Your goal: Please print all the lines below exactly as they are written.

(Stored data entries)
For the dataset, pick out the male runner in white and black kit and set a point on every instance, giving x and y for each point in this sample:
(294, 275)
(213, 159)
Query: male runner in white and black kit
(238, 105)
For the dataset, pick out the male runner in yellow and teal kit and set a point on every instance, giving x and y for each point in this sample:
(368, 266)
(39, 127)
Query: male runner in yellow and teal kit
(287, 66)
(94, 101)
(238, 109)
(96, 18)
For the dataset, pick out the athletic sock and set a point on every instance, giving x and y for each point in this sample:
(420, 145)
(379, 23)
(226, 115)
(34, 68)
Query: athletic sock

Solution for this exercise:
For the dataset, pick out the male runner in white and black kit and set a point on every instance, giving x and y for each point in this sample:
(294, 275)
(213, 159)
Query: male runner in white and black kit
(238, 105)
For the dataset, pick out the male runner in yellow and teal kit and set a point on every instance, giving x and y for each point in this sample:
(368, 266)
(39, 127)
Query: male runner in yellow and teal kit
(287, 66)
(94, 101)
(238, 109)
(96, 18)
For the dataset, pick out the athletic sock and set a point on every instance, giving x and y for each point in this sample:
(420, 145)
(379, 23)
(226, 115)
(34, 68)
Query: athletic sock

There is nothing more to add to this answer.